Provided data:
▶

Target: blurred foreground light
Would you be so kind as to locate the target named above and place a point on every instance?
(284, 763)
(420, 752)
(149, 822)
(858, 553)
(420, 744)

◀

Problem statement: Your answer must be the records themselves, output again exactly.

Expected answer:
Target: blurred foreground light
Would you be so kind as to locate the target named above and place a point on every instance?
(284, 763)
(420, 752)
(149, 822)
(858, 553)
(420, 744)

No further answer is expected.